*PROBLEM TO SOLVE*
State how many lines of the data contain the word "light", and write nothing besides the number.

*AVAILABLE DATA*

○ ○ ○ ○

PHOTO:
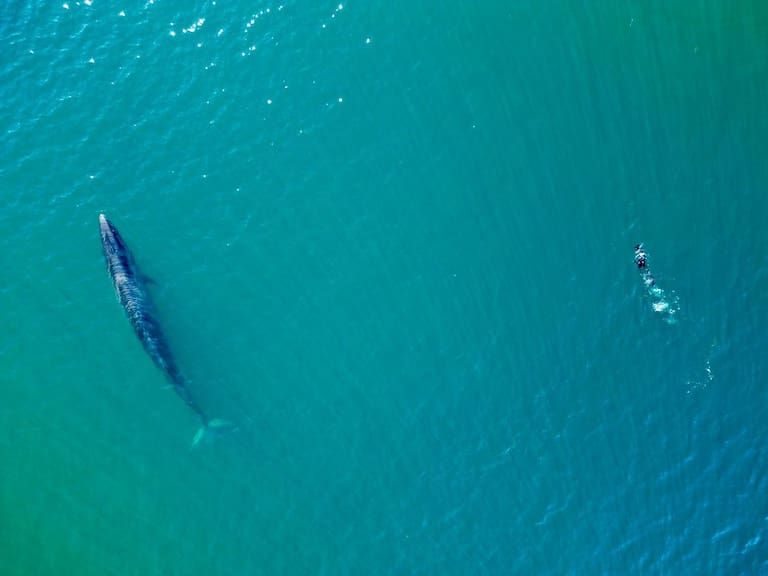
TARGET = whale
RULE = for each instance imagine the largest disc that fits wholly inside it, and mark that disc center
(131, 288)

○ ○ ○ ○

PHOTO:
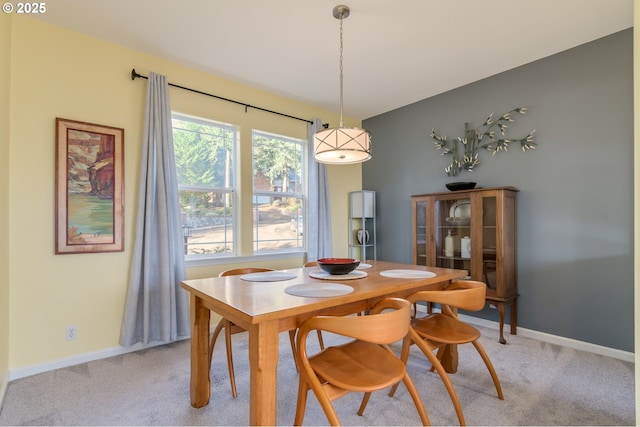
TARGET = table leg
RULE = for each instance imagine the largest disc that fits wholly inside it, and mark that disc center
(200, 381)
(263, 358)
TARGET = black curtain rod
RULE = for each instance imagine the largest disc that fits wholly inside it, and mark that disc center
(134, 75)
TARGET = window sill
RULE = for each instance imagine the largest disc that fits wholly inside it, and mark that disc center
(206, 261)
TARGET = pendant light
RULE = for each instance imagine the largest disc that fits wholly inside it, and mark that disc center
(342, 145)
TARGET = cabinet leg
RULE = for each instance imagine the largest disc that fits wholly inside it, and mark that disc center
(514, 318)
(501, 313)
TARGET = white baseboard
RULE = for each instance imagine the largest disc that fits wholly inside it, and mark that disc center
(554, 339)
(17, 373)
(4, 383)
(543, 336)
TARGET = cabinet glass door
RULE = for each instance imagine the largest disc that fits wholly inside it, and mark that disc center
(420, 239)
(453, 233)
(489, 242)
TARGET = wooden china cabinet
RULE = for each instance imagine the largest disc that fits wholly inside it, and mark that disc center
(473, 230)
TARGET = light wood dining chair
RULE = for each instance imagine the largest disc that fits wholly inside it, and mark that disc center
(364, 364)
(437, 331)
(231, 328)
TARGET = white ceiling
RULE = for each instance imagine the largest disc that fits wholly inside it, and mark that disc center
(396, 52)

○ ○ ○ ○

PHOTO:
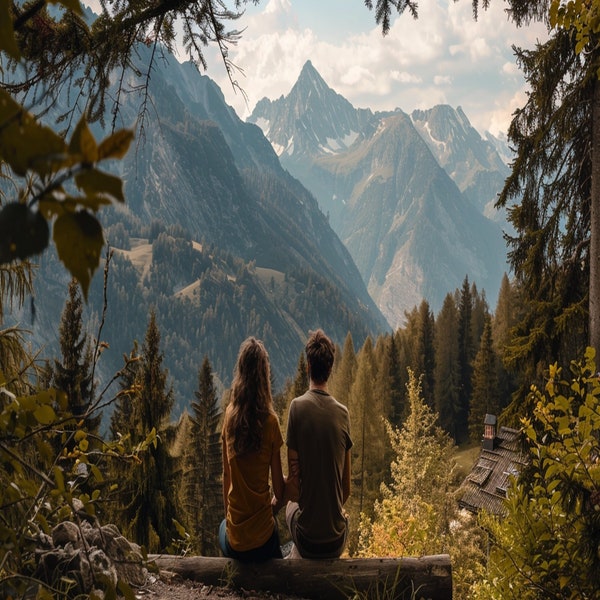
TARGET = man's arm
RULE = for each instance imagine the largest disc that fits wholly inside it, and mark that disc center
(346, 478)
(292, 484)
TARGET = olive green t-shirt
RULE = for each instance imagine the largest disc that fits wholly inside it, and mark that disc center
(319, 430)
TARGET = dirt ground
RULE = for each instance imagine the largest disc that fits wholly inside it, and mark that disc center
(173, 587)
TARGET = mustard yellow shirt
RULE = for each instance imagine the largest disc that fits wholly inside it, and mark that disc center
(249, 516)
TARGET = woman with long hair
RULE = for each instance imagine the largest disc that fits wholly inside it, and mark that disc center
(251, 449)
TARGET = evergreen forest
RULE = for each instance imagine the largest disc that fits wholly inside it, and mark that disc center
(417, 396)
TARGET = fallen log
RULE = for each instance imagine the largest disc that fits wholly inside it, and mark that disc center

○ ○ ○ ○

*TASK ANSWER*
2